[Given records]
## Start
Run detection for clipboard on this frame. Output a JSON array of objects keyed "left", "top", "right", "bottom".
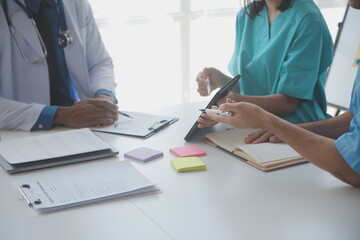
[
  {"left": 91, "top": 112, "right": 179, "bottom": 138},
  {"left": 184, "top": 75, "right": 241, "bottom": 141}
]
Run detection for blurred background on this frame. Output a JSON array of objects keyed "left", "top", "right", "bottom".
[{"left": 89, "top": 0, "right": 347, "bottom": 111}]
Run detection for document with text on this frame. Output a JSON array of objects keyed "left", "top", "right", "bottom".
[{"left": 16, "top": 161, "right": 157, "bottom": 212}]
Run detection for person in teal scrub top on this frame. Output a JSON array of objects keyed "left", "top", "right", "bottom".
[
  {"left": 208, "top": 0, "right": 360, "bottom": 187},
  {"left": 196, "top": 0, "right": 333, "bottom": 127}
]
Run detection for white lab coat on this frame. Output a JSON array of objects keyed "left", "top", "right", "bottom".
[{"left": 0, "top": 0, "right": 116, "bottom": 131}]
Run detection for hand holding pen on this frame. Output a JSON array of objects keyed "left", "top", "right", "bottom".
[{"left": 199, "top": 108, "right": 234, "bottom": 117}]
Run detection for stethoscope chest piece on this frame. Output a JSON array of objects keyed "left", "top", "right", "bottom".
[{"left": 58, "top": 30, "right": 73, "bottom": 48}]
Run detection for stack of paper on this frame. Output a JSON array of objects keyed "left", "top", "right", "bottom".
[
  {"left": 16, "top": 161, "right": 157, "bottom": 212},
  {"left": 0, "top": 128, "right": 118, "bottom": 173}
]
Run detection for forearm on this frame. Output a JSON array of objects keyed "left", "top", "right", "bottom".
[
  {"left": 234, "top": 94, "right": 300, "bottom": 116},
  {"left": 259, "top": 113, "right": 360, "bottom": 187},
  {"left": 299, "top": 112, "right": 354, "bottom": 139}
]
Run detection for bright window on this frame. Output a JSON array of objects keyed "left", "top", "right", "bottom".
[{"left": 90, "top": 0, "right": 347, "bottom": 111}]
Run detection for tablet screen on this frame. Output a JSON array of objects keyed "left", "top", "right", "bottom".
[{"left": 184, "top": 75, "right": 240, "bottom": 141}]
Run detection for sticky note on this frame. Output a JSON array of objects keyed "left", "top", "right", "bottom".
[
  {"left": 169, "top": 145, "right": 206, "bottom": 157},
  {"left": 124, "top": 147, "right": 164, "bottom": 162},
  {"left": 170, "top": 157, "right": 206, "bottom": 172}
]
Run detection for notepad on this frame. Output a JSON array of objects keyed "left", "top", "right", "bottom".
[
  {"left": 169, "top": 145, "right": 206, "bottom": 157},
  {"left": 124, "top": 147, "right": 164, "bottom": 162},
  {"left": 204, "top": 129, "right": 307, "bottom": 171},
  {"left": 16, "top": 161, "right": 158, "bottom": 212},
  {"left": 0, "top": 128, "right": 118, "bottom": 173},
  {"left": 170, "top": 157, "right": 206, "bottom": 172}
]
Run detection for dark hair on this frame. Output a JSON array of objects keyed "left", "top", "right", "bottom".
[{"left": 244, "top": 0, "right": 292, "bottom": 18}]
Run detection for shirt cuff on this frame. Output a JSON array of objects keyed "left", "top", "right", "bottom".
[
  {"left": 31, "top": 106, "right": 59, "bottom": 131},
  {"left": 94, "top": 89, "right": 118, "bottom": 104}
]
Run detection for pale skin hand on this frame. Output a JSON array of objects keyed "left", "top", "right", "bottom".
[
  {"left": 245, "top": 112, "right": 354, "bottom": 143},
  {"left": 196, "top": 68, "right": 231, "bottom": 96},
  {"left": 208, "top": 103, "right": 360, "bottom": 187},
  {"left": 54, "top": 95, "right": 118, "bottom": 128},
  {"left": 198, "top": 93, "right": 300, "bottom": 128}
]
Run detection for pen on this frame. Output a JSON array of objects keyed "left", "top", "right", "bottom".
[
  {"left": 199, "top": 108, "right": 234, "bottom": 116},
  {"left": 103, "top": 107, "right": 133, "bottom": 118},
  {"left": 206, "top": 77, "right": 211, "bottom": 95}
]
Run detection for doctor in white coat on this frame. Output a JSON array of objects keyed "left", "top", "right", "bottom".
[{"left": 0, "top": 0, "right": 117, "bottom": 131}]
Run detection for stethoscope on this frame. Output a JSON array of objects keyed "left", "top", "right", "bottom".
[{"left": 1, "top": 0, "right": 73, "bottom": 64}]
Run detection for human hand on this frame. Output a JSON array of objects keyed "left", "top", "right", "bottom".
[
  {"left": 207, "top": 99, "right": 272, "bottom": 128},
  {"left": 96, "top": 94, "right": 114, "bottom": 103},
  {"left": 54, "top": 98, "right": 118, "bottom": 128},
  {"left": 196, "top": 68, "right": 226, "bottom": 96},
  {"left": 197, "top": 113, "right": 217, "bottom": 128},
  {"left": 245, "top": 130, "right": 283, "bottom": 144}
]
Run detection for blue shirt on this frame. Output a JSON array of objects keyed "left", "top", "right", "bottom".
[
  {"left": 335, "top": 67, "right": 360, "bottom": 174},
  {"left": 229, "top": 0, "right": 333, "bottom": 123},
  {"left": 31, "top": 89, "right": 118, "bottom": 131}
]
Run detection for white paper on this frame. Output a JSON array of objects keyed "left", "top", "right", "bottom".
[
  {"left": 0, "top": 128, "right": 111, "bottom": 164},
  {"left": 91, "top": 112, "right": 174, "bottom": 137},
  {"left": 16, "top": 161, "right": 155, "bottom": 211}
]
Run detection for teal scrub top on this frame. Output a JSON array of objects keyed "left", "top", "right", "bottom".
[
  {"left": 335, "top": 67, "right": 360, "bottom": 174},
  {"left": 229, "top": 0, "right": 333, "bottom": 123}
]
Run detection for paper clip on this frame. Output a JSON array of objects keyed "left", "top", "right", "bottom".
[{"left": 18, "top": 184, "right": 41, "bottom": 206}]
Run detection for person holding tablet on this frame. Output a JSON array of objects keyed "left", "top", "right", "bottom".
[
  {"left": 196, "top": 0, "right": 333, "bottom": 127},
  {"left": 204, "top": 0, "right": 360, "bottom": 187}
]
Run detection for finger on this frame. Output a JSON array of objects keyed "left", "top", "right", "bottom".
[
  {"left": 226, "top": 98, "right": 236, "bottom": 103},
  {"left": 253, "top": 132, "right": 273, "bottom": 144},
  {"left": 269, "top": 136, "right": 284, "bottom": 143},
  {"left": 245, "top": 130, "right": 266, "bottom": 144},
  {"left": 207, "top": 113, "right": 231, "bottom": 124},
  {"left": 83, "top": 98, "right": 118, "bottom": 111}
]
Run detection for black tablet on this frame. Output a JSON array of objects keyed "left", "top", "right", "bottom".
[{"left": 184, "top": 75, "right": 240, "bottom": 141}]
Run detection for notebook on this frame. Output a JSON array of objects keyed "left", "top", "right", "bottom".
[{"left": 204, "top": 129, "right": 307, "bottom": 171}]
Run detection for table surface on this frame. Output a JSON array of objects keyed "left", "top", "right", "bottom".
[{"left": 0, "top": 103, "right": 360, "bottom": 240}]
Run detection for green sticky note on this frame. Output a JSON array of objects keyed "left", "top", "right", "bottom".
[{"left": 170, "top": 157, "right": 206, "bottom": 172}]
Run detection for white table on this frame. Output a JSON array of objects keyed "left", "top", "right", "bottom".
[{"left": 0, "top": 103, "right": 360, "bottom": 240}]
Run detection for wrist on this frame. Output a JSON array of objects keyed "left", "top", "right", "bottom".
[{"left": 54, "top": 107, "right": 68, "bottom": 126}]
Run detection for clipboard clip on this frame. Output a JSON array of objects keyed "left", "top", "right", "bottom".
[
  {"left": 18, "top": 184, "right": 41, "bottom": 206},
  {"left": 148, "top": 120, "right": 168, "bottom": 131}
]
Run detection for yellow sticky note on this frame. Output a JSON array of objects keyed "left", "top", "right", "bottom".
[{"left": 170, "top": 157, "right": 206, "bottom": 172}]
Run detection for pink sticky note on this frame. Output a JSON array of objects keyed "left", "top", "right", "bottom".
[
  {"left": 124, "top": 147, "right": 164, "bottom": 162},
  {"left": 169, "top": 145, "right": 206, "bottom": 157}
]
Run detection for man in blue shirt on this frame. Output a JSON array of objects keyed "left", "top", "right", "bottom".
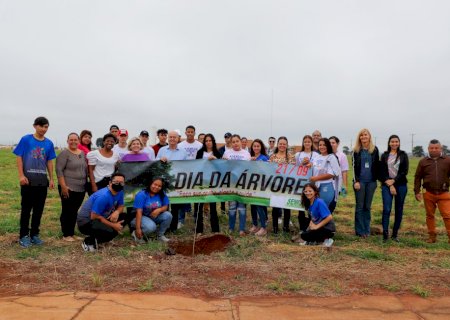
## End
## Start
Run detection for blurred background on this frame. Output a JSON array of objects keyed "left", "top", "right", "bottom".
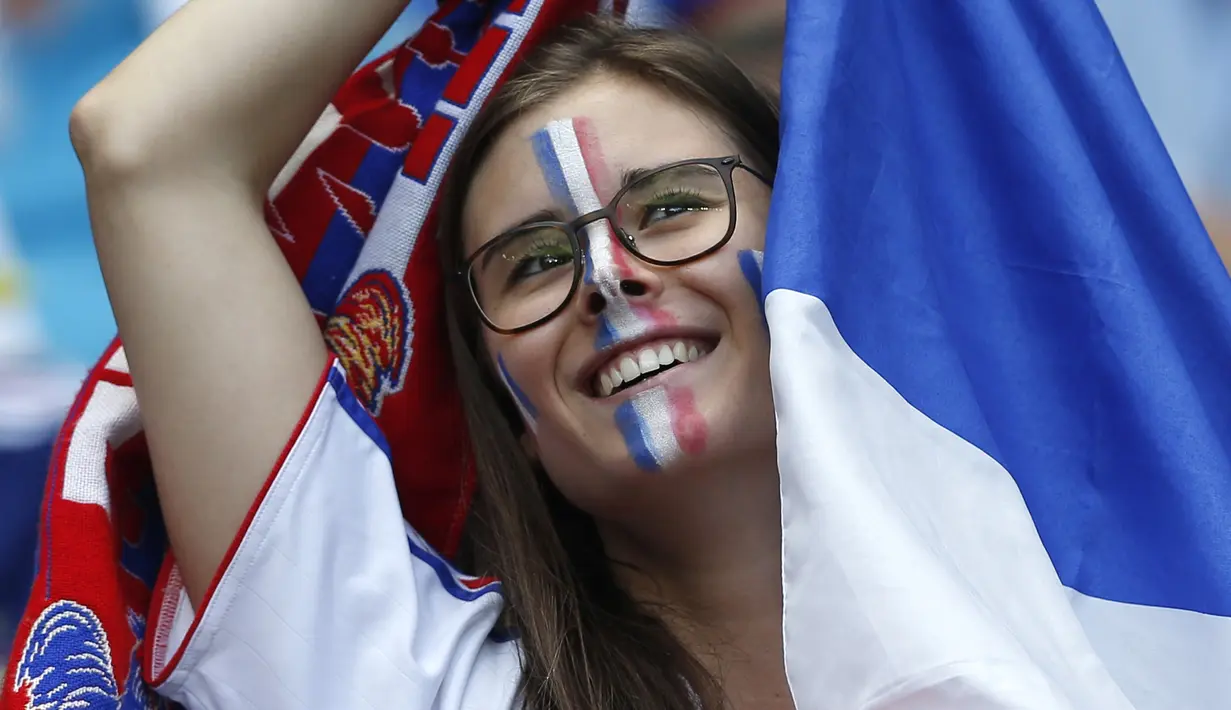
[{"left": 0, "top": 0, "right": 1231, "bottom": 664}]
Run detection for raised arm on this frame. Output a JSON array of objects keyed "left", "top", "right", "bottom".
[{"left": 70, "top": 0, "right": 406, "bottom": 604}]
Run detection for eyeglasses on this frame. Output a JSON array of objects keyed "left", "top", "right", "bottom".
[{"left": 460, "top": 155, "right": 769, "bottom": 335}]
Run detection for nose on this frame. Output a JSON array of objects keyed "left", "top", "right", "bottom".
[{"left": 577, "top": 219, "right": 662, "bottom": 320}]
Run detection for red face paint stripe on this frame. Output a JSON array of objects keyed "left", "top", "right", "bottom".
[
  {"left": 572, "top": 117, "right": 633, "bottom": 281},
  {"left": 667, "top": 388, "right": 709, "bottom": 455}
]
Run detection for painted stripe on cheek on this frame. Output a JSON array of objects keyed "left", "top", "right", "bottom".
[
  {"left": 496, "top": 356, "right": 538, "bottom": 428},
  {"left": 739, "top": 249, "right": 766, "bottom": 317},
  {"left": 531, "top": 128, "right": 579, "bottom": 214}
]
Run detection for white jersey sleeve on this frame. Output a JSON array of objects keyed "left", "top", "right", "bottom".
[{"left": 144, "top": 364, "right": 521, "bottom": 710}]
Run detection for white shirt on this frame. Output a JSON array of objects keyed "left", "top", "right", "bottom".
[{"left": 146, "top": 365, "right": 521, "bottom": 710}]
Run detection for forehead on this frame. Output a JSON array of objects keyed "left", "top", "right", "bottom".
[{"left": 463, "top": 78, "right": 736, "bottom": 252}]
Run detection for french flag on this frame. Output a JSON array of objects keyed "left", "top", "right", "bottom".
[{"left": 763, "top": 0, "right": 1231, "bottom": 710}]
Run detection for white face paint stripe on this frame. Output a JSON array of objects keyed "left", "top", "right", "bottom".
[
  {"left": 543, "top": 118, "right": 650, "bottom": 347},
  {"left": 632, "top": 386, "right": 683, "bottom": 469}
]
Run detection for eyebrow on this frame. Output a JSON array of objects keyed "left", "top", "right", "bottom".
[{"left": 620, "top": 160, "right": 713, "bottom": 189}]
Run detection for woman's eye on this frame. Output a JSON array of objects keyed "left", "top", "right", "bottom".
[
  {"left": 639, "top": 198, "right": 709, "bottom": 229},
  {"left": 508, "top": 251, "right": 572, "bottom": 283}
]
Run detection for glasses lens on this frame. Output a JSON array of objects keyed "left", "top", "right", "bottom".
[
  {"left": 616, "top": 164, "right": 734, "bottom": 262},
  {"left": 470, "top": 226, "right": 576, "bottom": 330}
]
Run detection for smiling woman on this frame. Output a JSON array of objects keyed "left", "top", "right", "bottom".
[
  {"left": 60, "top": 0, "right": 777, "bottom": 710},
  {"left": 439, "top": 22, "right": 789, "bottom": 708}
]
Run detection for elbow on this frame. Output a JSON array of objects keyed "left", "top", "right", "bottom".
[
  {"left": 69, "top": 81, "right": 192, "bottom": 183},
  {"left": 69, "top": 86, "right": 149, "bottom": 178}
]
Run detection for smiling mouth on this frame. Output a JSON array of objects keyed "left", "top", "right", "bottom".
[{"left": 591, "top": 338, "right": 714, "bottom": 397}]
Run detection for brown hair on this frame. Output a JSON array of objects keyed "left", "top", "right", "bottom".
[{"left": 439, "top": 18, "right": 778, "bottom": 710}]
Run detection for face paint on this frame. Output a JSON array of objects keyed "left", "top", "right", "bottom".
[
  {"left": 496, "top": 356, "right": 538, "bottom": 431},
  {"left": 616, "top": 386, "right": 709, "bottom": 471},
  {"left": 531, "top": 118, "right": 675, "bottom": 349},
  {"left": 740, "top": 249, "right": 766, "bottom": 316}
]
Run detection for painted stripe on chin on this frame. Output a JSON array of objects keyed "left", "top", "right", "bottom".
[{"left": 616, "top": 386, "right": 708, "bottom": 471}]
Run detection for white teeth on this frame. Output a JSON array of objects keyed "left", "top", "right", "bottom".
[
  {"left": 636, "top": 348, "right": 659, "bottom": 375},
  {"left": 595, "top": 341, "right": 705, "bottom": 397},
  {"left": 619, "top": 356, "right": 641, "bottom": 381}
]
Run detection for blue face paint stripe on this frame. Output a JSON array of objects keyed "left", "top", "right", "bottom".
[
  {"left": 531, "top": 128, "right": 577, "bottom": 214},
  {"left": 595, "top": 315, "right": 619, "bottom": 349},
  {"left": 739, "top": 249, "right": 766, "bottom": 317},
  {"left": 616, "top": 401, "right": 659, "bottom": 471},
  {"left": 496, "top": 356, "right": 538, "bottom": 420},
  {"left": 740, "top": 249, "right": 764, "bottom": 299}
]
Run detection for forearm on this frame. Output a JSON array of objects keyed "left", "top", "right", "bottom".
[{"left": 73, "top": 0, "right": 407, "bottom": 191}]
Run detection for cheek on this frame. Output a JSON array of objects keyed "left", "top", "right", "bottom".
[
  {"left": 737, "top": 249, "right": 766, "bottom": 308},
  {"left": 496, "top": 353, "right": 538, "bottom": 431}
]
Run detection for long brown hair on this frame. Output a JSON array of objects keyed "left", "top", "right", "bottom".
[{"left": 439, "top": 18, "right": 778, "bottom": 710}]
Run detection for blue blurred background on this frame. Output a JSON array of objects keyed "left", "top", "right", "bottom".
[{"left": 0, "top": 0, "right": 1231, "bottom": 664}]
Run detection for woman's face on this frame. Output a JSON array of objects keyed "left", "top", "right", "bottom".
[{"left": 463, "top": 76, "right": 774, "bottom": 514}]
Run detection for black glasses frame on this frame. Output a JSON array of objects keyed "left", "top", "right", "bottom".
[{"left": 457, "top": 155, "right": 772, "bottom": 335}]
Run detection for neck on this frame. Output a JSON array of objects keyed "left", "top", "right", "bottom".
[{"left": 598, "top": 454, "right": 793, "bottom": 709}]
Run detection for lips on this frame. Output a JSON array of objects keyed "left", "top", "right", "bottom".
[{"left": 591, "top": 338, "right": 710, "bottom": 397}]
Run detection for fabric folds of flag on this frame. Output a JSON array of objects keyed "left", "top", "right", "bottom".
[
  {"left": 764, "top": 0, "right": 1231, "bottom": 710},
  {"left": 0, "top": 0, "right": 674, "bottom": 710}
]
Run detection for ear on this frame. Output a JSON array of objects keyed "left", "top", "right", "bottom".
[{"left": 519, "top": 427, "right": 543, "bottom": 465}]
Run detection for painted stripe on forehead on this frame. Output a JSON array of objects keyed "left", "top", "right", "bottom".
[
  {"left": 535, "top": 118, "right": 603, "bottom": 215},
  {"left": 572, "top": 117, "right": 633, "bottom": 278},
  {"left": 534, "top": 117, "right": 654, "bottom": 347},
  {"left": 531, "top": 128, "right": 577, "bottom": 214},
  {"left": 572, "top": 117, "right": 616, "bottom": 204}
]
## End
[Exercise instructions]
Show every line of the items above that contains the string "stethoscope". Case counts.

[Final answer]
Run detection for stethoscope chest piece on this frame. Output a JSON array of objects keyed "left", "top", "right", "bottom".
Run detection for stethoscope on this frame. Output a JSON array of objects keyed "left", "top", "right", "bottom".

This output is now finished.